- Data -
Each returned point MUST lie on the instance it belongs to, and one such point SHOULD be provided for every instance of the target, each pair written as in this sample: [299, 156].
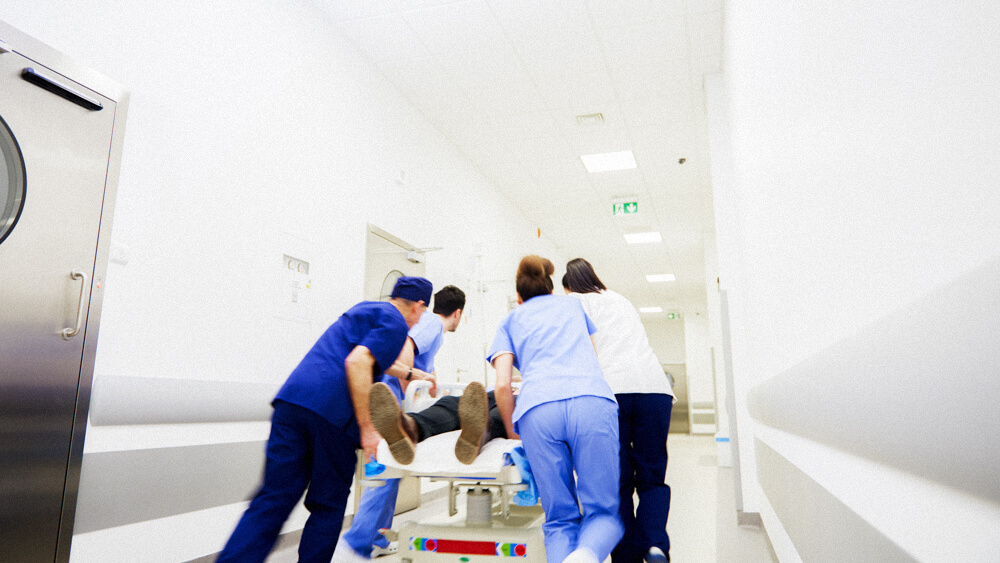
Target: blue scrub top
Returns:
[319, 383]
[550, 338]
[427, 335]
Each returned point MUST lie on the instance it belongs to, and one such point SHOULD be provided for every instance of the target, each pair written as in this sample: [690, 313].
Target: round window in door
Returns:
[12, 181]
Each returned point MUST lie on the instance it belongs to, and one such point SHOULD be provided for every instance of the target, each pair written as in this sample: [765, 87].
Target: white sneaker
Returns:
[581, 555]
[344, 553]
[391, 549]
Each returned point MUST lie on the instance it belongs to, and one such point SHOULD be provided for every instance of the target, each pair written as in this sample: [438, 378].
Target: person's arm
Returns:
[504, 393]
[403, 369]
[359, 365]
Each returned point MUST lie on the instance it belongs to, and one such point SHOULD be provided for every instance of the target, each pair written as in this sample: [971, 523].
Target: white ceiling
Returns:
[506, 79]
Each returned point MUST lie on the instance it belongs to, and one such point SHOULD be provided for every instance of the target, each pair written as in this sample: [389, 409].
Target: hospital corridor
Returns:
[568, 281]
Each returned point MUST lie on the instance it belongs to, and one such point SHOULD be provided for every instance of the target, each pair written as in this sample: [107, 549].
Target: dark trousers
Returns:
[303, 450]
[643, 423]
[442, 417]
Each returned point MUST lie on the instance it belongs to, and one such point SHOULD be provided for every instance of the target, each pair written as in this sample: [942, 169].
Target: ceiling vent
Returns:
[590, 120]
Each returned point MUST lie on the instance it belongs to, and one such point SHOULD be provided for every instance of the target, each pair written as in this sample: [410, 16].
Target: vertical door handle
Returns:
[68, 333]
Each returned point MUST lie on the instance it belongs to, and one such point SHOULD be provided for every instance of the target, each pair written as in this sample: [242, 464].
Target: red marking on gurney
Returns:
[467, 547]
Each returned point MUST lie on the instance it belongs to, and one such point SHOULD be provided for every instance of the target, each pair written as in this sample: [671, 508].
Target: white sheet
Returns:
[435, 457]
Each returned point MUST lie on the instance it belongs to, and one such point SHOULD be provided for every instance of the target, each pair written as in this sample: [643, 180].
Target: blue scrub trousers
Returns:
[374, 512]
[303, 450]
[578, 434]
[643, 423]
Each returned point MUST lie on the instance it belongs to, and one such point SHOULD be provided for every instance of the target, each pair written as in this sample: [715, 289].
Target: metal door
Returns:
[56, 139]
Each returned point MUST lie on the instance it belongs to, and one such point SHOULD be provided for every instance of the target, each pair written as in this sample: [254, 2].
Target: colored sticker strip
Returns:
[462, 547]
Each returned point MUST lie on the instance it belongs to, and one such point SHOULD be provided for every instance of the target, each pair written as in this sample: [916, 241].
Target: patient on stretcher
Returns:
[474, 413]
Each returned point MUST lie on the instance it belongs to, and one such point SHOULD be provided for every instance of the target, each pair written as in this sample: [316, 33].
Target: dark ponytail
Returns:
[581, 278]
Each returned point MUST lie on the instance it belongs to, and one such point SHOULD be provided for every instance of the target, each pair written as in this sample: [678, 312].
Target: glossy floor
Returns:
[702, 526]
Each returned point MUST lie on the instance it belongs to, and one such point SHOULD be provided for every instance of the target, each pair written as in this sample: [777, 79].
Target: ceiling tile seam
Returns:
[520, 60]
[618, 98]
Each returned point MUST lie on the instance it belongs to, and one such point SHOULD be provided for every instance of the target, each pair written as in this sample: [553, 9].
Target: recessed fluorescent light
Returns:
[606, 162]
[639, 238]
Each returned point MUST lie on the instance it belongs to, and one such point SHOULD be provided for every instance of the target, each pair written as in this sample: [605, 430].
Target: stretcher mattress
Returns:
[435, 457]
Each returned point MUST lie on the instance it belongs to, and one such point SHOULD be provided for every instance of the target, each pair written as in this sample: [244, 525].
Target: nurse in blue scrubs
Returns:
[378, 504]
[320, 418]
[566, 415]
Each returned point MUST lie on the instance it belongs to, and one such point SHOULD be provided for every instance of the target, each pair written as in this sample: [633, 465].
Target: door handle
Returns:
[68, 333]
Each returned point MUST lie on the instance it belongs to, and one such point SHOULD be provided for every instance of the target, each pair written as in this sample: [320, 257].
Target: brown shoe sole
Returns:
[473, 415]
[386, 418]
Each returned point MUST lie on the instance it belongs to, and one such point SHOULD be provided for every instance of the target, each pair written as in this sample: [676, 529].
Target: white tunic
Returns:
[626, 358]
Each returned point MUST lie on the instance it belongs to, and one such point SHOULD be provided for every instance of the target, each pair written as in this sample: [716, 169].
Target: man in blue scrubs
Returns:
[320, 418]
[378, 504]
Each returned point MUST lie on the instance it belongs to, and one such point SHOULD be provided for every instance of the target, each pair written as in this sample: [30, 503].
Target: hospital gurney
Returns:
[492, 526]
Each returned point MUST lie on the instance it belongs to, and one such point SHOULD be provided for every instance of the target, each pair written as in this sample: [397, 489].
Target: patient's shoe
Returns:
[656, 555]
[473, 416]
[344, 553]
[398, 429]
[391, 549]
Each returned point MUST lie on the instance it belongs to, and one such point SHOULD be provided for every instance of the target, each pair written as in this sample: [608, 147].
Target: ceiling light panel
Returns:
[609, 161]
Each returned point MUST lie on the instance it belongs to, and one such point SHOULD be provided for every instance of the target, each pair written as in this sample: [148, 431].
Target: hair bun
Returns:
[534, 276]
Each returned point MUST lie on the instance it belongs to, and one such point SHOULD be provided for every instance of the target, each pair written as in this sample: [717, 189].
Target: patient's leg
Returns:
[473, 414]
[438, 418]
[399, 431]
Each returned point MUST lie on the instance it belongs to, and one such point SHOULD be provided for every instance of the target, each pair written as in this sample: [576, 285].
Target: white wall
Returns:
[253, 130]
[666, 337]
[863, 177]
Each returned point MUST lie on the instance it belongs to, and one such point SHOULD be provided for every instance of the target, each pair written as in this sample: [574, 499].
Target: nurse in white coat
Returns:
[566, 415]
[645, 399]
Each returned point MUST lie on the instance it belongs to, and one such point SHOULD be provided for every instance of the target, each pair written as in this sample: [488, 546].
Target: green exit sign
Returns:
[625, 208]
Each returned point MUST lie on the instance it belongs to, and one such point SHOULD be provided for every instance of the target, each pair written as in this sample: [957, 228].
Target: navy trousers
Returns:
[303, 450]
[643, 423]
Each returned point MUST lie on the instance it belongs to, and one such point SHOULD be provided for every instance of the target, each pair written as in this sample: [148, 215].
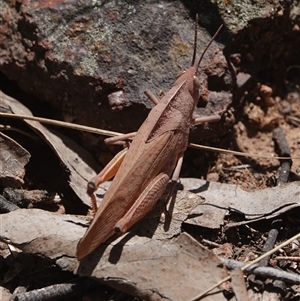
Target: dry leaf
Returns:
[222, 198]
[13, 158]
[76, 159]
[152, 269]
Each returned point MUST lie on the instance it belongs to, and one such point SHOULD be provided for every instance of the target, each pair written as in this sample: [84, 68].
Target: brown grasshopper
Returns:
[143, 170]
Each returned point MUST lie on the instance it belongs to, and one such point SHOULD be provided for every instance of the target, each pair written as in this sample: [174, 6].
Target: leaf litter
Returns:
[154, 260]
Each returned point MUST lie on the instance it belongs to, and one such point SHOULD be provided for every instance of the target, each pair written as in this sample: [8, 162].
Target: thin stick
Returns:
[69, 125]
[258, 259]
[89, 129]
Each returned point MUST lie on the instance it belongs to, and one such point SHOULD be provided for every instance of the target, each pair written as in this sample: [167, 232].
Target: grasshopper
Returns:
[142, 171]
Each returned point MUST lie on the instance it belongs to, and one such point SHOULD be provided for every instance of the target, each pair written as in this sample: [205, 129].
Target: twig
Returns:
[270, 242]
[57, 291]
[7, 206]
[291, 258]
[247, 266]
[265, 272]
[285, 151]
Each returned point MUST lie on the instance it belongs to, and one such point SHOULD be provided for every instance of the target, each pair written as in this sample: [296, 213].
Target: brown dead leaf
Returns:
[256, 205]
[76, 159]
[152, 269]
[13, 158]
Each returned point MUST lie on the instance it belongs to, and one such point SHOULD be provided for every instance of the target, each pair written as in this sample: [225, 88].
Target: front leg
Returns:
[106, 174]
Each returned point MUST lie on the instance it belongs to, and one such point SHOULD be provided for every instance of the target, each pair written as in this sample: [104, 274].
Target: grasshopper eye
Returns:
[196, 83]
[180, 73]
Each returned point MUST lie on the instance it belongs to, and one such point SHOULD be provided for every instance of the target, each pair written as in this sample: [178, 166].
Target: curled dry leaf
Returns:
[77, 161]
[170, 267]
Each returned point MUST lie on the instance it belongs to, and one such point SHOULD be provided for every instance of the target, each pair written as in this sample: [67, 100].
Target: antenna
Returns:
[211, 40]
[195, 40]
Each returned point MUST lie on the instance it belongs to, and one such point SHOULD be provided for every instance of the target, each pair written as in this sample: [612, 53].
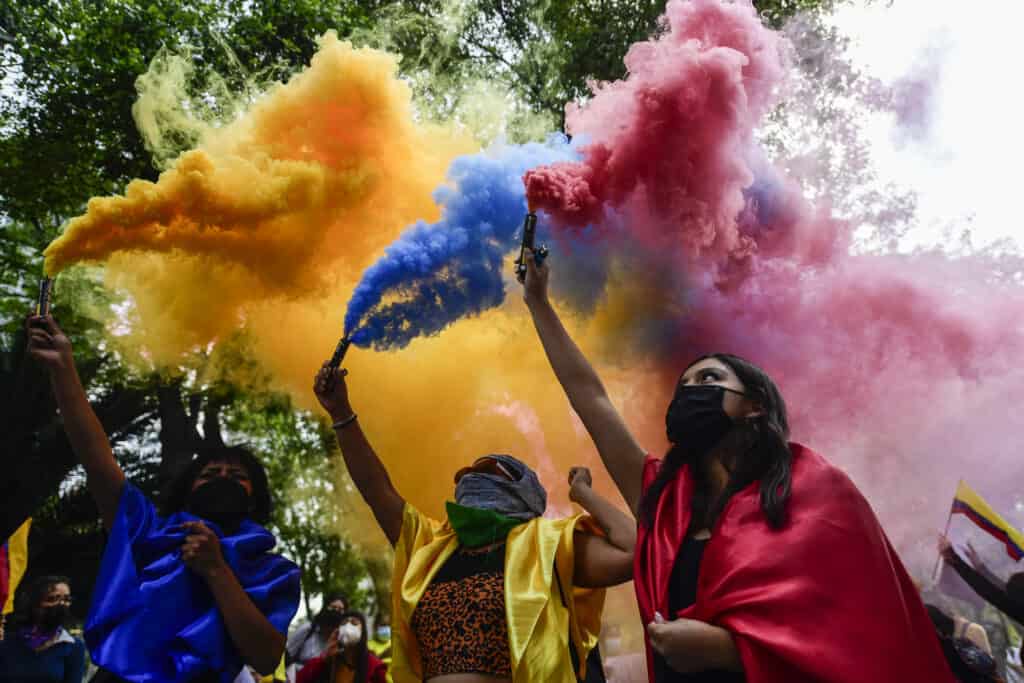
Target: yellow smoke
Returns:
[287, 203]
[254, 240]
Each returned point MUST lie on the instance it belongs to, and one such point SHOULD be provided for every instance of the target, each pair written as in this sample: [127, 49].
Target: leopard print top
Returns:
[460, 622]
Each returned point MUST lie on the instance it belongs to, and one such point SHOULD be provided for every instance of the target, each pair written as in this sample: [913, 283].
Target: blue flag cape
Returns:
[155, 621]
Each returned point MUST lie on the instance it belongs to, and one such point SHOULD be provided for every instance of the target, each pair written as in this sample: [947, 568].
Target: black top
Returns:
[682, 594]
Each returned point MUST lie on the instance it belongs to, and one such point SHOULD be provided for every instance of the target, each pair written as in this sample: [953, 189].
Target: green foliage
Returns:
[69, 74]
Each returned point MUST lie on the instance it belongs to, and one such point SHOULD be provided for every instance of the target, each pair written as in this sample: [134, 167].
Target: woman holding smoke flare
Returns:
[346, 657]
[189, 592]
[757, 560]
[495, 593]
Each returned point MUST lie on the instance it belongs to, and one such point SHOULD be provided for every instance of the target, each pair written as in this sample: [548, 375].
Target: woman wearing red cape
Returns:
[757, 559]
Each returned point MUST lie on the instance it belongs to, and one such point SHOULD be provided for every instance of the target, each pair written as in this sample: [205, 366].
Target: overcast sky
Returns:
[966, 164]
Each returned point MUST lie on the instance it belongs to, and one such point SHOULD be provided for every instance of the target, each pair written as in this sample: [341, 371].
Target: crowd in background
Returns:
[189, 588]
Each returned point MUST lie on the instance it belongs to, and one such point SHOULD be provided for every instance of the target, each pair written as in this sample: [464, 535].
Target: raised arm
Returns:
[620, 452]
[992, 593]
[601, 561]
[364, 466]
[51, 347]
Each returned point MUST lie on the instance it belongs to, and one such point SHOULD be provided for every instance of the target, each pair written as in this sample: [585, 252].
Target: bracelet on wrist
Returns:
[341, 424]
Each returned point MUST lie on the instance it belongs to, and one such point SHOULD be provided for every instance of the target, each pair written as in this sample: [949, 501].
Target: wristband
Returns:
[340, 424]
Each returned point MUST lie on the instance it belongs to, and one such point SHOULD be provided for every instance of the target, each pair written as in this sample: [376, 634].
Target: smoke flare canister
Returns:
[43, 302]
[339, 353]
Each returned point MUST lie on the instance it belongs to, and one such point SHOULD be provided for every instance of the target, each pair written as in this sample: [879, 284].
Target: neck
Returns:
[715, 476]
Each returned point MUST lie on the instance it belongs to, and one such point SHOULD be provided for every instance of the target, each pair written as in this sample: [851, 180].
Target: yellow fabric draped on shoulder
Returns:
[540, 624]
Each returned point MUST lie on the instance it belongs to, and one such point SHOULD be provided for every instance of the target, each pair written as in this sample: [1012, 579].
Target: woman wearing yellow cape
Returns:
[495, 593]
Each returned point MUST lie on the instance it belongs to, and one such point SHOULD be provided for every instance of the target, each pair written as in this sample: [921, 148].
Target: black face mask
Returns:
[696, 419]
[222, 501]
[52, 617]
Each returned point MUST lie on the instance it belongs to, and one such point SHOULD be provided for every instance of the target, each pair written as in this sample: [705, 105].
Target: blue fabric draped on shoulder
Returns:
[155, 621]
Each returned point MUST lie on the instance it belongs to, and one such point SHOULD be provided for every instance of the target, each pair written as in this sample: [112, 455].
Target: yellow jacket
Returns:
[540, 626]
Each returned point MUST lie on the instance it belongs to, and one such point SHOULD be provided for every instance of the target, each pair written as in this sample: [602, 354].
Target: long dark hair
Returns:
[29, 596]
[361, 657]
[760, 452]
[259, 502]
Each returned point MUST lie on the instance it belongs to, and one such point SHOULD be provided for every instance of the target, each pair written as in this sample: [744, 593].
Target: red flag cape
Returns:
[825, 598]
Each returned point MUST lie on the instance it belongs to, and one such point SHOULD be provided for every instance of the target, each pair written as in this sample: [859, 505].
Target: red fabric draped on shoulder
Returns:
[825, 598]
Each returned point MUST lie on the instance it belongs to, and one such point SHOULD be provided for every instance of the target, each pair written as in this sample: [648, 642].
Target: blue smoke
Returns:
[437, 272]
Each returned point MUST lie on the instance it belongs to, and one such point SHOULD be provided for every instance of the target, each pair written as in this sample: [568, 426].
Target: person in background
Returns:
[969, 663]
[744, 537]
[38, 647]
[1007, 598]
[189, 592]
[496, 592]
[380, 644]
[346, 657]
[308, 640]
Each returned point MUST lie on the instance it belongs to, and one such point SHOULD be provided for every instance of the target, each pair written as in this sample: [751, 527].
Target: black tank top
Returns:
[682, 594]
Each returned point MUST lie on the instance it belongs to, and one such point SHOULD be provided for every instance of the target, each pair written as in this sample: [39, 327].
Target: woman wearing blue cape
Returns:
[187, 593]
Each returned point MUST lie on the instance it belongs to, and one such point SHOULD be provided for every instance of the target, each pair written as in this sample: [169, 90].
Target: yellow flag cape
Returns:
[540, 624]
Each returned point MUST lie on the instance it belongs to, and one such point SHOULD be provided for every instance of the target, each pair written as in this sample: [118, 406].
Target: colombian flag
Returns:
[13, 560]
[967, 502]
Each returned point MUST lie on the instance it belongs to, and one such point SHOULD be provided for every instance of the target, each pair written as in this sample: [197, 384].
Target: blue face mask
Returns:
[522, 499]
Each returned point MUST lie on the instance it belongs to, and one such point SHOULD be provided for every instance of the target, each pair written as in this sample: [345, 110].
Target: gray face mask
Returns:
[521, 499]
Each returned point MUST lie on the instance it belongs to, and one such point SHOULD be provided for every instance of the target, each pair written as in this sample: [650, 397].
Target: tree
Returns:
[67, 133]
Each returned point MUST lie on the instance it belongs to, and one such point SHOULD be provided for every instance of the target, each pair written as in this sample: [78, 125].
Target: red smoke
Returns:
[903, 369]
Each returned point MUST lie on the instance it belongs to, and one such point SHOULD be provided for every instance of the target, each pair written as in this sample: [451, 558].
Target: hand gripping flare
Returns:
[528, 235]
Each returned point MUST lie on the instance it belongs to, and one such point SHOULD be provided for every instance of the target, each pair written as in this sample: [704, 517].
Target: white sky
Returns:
[968, 165]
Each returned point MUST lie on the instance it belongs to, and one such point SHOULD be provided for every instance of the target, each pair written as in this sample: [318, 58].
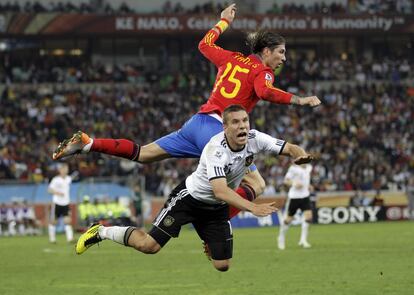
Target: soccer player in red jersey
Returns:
[242, 80]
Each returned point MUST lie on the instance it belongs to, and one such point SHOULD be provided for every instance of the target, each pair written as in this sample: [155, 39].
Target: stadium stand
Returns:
[116, 84]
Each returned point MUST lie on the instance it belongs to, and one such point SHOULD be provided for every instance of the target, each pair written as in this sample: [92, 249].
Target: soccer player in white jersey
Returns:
[203, 199]
[298, 178]
[59, 187]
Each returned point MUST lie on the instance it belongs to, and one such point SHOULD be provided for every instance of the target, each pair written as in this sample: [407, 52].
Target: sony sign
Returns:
[348, 214]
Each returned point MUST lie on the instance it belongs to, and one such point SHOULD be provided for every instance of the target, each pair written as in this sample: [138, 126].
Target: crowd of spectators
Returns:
[210, 7]
[298, 69]
[362, 133]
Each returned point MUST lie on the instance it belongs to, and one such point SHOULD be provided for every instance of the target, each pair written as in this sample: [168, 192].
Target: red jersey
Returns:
[241, 79]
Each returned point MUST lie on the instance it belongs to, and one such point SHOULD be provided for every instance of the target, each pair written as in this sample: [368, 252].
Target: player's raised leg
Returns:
[252, 186]
[307, 219]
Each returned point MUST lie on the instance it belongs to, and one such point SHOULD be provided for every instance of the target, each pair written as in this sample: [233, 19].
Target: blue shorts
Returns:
[190, 140]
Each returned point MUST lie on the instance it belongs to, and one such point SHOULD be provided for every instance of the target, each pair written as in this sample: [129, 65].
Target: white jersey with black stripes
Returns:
[219, 160]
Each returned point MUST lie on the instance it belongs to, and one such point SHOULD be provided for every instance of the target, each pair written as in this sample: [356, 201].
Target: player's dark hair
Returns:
[259, 40]
[231, 109]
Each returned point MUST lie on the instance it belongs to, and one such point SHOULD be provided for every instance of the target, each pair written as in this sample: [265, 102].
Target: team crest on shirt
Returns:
[268, 77]
[218, 154]
[169, 220]
[249, 161]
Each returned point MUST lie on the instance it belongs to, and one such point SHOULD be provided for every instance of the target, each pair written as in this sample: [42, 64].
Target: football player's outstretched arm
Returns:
[207, 45]
[226, 194]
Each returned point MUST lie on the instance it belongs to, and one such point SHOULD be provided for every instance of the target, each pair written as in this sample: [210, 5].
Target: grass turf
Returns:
[345, 259]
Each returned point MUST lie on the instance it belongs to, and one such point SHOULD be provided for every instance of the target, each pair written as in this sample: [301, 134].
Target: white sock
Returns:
[304, 232]
[283, 229]
[52, 233]
[114, 233]
[87, 147]
[69, 232]
[12, 228]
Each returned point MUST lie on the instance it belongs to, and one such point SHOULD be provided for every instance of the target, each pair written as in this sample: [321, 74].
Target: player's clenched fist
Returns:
[262, 210]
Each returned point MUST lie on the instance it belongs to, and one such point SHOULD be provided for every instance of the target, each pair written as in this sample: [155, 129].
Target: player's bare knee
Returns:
[221, 265]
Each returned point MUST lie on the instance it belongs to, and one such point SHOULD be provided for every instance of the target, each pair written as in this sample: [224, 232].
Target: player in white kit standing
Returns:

- What is expected -
Those lines of the records that contain the string "trousers" should be identified and copied.

- Answer area -
Target: dark trousers
Target: blue scrub trousers
Target: navy trousers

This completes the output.